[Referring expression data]
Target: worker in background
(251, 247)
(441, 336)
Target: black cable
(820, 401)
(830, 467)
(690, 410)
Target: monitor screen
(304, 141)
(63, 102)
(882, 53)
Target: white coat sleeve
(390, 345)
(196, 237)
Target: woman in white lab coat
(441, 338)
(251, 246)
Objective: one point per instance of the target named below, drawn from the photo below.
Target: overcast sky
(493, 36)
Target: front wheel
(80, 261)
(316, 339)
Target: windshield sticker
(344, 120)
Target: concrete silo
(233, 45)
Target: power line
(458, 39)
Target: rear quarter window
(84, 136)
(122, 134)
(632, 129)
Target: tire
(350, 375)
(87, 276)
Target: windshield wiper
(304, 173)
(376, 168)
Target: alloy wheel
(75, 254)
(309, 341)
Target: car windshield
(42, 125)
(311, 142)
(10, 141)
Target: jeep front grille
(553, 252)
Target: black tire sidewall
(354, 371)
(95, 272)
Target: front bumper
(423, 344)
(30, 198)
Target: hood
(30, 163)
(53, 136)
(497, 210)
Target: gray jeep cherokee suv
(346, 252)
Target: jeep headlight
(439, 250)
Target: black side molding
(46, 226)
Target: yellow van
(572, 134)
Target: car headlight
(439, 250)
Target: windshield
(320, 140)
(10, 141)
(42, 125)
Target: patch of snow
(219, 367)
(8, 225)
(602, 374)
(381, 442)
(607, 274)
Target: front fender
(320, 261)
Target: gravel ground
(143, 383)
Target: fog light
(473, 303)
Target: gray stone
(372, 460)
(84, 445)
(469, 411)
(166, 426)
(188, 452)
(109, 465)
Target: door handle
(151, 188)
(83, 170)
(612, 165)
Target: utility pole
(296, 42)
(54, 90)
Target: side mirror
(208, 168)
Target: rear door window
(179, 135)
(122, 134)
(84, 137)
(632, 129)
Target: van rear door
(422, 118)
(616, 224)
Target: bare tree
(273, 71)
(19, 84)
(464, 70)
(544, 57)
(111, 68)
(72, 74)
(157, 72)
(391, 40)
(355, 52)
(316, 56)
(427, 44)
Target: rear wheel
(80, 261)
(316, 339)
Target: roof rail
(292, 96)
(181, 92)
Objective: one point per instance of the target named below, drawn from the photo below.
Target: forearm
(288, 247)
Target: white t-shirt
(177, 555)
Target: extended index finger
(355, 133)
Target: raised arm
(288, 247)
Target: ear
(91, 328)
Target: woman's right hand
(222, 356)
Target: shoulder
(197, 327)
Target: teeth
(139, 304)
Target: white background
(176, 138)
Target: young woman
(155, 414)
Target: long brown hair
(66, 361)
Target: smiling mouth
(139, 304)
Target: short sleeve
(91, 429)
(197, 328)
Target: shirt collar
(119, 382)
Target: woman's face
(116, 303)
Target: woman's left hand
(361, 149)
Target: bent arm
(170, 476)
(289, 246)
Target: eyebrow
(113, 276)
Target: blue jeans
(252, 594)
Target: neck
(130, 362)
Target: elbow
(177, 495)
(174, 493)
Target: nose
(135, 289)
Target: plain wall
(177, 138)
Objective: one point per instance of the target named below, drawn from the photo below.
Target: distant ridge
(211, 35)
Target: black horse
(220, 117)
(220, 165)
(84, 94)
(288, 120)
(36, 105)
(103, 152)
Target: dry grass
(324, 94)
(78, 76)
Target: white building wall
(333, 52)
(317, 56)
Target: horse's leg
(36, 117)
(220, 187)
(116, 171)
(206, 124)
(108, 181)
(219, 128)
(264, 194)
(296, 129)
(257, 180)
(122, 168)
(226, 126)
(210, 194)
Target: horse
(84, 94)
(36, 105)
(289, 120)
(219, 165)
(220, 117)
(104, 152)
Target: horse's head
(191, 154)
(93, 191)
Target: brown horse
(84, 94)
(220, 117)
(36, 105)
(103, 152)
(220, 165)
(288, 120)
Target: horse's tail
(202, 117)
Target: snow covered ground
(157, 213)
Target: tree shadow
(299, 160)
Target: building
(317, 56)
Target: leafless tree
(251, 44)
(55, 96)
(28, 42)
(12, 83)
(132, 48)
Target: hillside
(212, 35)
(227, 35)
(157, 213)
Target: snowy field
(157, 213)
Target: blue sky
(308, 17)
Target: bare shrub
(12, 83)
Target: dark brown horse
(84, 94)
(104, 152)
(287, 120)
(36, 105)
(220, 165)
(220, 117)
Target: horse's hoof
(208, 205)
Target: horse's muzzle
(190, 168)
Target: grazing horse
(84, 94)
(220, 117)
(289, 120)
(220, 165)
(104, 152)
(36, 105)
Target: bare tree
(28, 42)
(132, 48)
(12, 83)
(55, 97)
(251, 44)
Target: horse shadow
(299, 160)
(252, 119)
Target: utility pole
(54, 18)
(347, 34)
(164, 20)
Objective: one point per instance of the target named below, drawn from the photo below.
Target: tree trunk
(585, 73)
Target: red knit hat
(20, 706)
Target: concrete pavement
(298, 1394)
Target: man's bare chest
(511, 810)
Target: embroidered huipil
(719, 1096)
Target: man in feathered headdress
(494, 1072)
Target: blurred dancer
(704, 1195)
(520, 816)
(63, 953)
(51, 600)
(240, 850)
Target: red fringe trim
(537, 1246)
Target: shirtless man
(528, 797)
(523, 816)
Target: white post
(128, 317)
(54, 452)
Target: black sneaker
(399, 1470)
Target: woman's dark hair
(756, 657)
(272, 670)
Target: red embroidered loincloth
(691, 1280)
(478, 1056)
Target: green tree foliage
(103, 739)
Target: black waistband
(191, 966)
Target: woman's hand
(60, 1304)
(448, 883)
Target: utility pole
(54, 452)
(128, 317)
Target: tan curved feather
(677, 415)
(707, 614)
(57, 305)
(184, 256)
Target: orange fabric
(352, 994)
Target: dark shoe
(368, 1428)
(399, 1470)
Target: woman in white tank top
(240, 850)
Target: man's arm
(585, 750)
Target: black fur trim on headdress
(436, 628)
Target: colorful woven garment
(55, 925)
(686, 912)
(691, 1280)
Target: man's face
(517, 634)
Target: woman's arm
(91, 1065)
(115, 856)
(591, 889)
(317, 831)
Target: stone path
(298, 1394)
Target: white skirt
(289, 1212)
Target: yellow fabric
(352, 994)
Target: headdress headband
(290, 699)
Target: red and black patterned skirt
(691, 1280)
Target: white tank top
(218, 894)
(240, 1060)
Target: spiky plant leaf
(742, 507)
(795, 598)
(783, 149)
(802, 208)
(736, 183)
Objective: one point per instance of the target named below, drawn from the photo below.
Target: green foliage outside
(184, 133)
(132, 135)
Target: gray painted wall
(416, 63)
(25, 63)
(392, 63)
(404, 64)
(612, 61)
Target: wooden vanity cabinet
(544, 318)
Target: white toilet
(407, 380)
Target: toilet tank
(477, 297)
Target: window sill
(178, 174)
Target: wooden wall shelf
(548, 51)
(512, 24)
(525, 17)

THE PROBLEM:
Each entry above is to be copied out exactly.

YOUR RESPONSE:
Target: worker in background
(251, 247)
(441, 336)
Target: black cable
(820, 401)
(830, 467)
(690, 410)
Target: monitor screen
(304, 141)
(63, 102)
(882, 53)
Target: white coat sleeve
(390, 345)
(196, 237)
Target: woman in white lab coat
(441, 338)
(251, 246)
Objective: one point per instance of the target named below, drawn from the photo below.
Target: overcast sky
(493, 36)
Target: front wheel
(80, 261)
(316, 339)
Target: windshield sticker
(344, 120)
Target: concrete silo
(233, 45)
Target: power line
(458, 39)
Target: rear quarter window
(84, 136)
(122, 134)
(632, 129)
Target: tire
(350, 375)
(87, 276)
Target: windshield wiper
(304, 173)
(376, 168)
Target: alloy wheel
(75, 254)
(309, 341)
Target: car windshield
(42, 125)
(311, 142)
(10, 141)
Target: jeep front grille
(553, 252)
Target: black tire sidewall
(354, 371)
(95, 272)
Target: front bumper
(423, 344)
(30, 198)
Target: hood
(30, 163)
(53, 136)
(497, 210)
Target: gray jeep cherokee suv
(346, 252)
Target: jeep headlight
(439, 250)
Target: black side molding
(46, 226)
Target: yellow van
(572, 134)
Target: car headlight
(439, 250)
Target: windshield
(320, 140)
(10, 141)
(42, 125)
Target: patch of snow
(219, 367)
(8, 225)
(602, 374)
(381, 442)
(607, 274)
Target: front fender
(320, 261)
Target: gravel ground
(143, 383)
Target: fog light
(473, 303)
Target: gray stone
(372, 460)
(84, 445)
(469, 411)
(166, 426)
(188, 452)
(109, 465)
Target: door handle
(151, 188)
(83, 170)
(612, 165)
Target: utility pole
(296, 42)
(54, 90)
Target: side mirror
(208, 168)
Target: rear door window
(179, 135)
(122, 134)
(84, 137)
(632, 129)
Target: van rear door
(422, 118)
(616, 224)
Target: bare tree
(273, 71)
(19, 84)
(464, 70)
(544, 57)
(111, 68)
(72, 74)
(157, 72)
(391, 40)
(355, 52)
(316, 56)
(427, 44)
Target: rear wheel
(80, 261)
(316, 339)
Target: roof rail
(292, 96)
(181, 92)
Objective: one point per instance of the target named below, drawn from the photo below.
Target: forearm
(288, 247)
Target: white t-shirt
(177, 555)
Target: extended index finger
(355, 133)
Target: raised arm
(288, 247)
Target: ear
(91, 328)
Target: woman's right hand
(222, 356)
Target: shoulder
(197, 327)
Target: teeth
(139, 304)
Target: white background
(176, 138)
Target: young woman
(155, 414)
Target: long brown hair
(66, 361)
Target: smiling mouth
(139, 304)
Target: short sleeve
(91, 429)
(197, 328)
Target: shirt collar
(119, 382)
Target: woman's face
(116, 303)
Target: woman's left hand
(361, 149)
Target: bent arm
(170, 476)
(289, 246)
Target: eyebrow
(113, 276)
Target: blue jeans
(252, 594)
Target: neck
(130, 362)
Target: elbow
(177, 495)
(174, 493)
Target: nose
(135, 289)
Target: plain wall
(177, 138)
Objective: one point per instance of the target named below, drawn from the photo below.
Target: distant ridge
(211, 35)
Target: black horse
(220, 117)
(220, 165)
(84, 94)
(288, 120)
(36, 105)
(103, 152)
Target: dry grass
(324, 94)
(78, 76)
Target: white building wall
(333, 52)
(317, 56)
Target: horse's leg
(36, 117)
(220, 187)
(116, 171)
(206, 124)
(108, 181)
(219, 128)
(264, 194)
(296, 129)
(257, 180)
(122, 168)
(226, 126)
(210, 194)
Target: horse
(84, 94)
(36, 105)
(289, 120)
(219, 165)
(220, 117)
(104, 152)
Target: horse's head
(191, 154)
(93, 191)
Target: brown horse
(84, 94)
(220, 117)
(36, 105)
(103, 152)
(220, 165)
(288, 120)
Target: horse's tail
(202, 117)
Target: snow covered ground
(157, 213)
Target: tree shadow
(299, 160)
Target: building
(317, 56)
Target: leafless tree
(251, 44)
(55, 96)
(28, 42)
(12, 83)
(132, 48)
Target: hillside
(212, 35)
(227, 35)
(157, 213)
Target: snowy field
(157, 213)
Target: blue sky
(308, 17)
Target: bare shrub
(12, 83)
Target: dark brown horse
(84, 94)
(104, 152)
(287, 120)
(36, 105)
(220, 165)
(220, 117)
Target: horse's hoof
(208, 205)
Target: horse's muzzle
(190, 168)
Target: grazing horse
(84, 94)
(220, 117)
(289, 120)
(220, 165)
(104, 152)
(36, 105)
Target: bare tree
(28, 42)
(132, 48)
(12, 83)
(55, 97)
(251, 44)
Target: horse shadow
(299, 160)
(252, 119)
Target: utility pole
(54, 18)
(347, 34)
(164, 20)
Objective: one point per instance of the target named below, drawn from the photo below.
Target: tree trunk
(585, 73)
Target: red knit hat
(20, 706)
Target: concrete pavement
(298, 1394)
Target: man's bare chest
(511, 810)
Target: embroidered huipil
(719, 1096)
Target: man in feathered headdress
(494, 1072)
Target: blurred dancer
(704, 1195)
(520, 816)
(63, 953)
(51, 600)
(240, 850)
Target: red fringe trim
(537, 1246)
Target: shirtless man
(528, 797)
(523, 816)
Target: white post
(128, 317)
(54, 452)
Target: black sneaker
(399, 1470)
Target: woman's dark hair
(756, 657)
(272, 670)
Target: red embroidered loincloth
(691, 1280)
(478, 1056)
Target: green tree foliage
(103, 739)
Target: black waistband
(191, 966)
Target: woman's hand
(60, 1304)
(448, 883)
Target: utility pole
(54, 452)
(128, 317)
Target: tan curved feather
(677, 415)
(707, 614)
(57, 305)
(184, 256)
Target: orange fabric
(352, 994)
Target: dark shoe
(368, 1428)
(399, 1470)
Target: woman in white tank top
(240, 850)
Target: man's arm
(585, 750)
Target: black fur trim on headdress
(436, 628)
Target: colorful woven garment
(55, 925)
(686, 912)
(691, 1280)
Target: man's face
(517, 634)
Target: woman's arm
(91, 1065)
(115, 856)
(591, 889)
(317, 831)
Target: stone path
(298, 1394)
Target: white skirt
(289, 1212)
Target: yellow fabric
(352, 994)
Target: headdress headband
(290, 699)
Target: red and black patterned skirt
(691, 1280)
Target: white tank top
(218, 894)
(240, 1060)
Target: spiky plant leaf
(742, 507)
(795, 598)
(783, 149)
(802, 208)
(736, 183)
Objective: one point per instance of the target named below, drawn from the photo below.
Target: green foliage outside
(184, 133)
(132, 135)
Target: gray painted wall
(416, 63)
(25, 63)
(392, 63)
(404, 64)
(612, 61)
Target: wooden vanity cabinet
(544, 318)
Target: white toilet
(407, 380)
Target: toilet tank
(477, 297)
Target: window sill
(178, 174)
Target: wooden wall shelf
(548, 51)
(512, 24)
(525, 17)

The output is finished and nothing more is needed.